Information given start

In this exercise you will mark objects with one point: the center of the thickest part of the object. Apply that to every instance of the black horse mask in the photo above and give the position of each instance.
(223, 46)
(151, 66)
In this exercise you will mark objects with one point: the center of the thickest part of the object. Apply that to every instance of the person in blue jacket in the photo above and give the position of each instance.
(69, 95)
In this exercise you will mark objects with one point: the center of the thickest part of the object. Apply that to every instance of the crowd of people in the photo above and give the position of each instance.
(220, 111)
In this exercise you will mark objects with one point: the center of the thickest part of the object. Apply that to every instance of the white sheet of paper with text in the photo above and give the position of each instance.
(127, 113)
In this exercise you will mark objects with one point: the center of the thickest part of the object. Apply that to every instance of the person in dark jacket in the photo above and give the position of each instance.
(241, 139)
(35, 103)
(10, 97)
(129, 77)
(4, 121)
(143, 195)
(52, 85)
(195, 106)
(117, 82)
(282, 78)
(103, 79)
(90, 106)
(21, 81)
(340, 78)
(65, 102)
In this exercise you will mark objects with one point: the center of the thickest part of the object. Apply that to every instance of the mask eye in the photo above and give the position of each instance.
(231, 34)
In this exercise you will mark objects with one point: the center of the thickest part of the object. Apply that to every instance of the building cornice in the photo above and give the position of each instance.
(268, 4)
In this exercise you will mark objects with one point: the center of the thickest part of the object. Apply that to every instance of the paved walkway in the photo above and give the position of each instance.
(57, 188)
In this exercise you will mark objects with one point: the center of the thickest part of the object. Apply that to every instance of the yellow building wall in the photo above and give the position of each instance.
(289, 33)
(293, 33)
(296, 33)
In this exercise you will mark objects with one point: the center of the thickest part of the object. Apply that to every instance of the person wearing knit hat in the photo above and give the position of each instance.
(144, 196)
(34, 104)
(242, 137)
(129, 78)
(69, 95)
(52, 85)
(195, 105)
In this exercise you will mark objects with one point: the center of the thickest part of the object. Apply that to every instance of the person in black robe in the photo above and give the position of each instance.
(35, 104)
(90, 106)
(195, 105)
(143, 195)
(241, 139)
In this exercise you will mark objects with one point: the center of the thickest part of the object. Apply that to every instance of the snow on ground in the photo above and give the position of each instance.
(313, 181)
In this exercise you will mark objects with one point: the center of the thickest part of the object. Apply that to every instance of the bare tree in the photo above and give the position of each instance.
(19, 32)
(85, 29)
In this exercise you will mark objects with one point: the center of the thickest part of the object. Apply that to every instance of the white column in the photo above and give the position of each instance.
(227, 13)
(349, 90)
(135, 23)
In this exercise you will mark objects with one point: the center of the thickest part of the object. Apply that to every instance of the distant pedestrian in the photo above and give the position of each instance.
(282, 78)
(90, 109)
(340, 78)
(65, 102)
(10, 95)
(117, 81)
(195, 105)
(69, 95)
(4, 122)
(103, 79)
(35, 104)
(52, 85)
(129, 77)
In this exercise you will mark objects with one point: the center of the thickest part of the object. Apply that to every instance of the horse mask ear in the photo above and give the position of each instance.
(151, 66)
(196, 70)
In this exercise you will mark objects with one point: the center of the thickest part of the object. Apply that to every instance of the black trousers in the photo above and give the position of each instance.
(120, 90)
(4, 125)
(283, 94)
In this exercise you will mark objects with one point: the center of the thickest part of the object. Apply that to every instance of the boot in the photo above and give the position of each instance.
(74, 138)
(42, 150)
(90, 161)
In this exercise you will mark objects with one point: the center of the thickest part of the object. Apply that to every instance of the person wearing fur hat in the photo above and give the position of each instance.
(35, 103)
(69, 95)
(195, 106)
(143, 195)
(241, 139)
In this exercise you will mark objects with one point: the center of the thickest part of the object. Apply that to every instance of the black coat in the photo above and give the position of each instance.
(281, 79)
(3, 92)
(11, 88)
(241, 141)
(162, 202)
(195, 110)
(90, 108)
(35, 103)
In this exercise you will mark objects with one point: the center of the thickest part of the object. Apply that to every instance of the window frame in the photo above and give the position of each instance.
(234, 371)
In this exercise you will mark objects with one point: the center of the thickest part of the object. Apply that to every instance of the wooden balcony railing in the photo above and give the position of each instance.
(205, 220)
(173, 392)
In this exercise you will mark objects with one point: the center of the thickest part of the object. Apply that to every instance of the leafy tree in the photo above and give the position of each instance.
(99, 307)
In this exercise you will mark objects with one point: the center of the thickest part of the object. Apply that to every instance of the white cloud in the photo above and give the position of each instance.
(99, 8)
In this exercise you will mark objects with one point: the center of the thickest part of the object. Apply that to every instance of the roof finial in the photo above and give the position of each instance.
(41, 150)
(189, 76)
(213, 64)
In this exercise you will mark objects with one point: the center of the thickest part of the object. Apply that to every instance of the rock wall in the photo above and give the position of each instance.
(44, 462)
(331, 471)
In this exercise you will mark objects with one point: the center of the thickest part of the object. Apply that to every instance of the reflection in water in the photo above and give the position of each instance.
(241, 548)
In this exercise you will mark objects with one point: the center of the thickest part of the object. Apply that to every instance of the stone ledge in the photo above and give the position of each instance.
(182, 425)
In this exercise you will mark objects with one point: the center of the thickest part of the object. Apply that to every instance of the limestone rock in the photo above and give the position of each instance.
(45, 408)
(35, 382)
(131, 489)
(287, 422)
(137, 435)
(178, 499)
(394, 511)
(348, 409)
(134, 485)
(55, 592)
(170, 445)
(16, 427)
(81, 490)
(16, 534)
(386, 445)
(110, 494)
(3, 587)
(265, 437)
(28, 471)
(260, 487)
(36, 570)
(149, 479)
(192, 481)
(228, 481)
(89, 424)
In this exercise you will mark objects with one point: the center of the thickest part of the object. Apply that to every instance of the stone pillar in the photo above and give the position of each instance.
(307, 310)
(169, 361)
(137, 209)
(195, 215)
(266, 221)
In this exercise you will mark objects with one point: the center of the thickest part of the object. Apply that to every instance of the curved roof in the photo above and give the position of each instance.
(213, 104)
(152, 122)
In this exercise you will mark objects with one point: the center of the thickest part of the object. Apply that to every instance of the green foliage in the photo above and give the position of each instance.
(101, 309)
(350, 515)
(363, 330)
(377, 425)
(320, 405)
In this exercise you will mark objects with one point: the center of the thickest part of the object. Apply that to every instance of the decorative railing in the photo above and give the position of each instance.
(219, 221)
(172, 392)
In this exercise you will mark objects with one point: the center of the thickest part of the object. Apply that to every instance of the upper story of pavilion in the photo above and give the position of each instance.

Information given end

Task to complete | Repeat exactly the lines from the one containing "the stone pillar" through the last line of the records above, both included, and nothing else.

The answer |
In this exercise you will mark objects with one point: the center of the thickest part of the object. Apply that to every instance of the stone pillar in the photo above and give the position of each instance.
(307, 310)
(169, 361)
(137, 209)
(195, 215)
(266, 221)
In this exercise you will mark objects with one point: the center of the thickest part of the object. Apply that to every instance of the curved roof in the photo above and give the position of each instance.
(213, 104)
(152, 122)
In this exercise you will mark objects with one point: the center of the thickest part of the object. Apply that to every instance of the green foliage in the photo above and give the position of each instance.
(101, 309)
(350, 515)
(363, 330)
(377, 425)
(320, 405)
In this exercise you will mark objects with one point: the center of the thickest part of the object. Apply that to every instance of the decorative railing in the photo above and give the position of each instance.
(219, 221)
(172, 392)
In this exercise you will mark objects with one point: the center of the thickest part of the object. Apply that to every instance of the upper story of pavilion in the photo above and give the position of each instance.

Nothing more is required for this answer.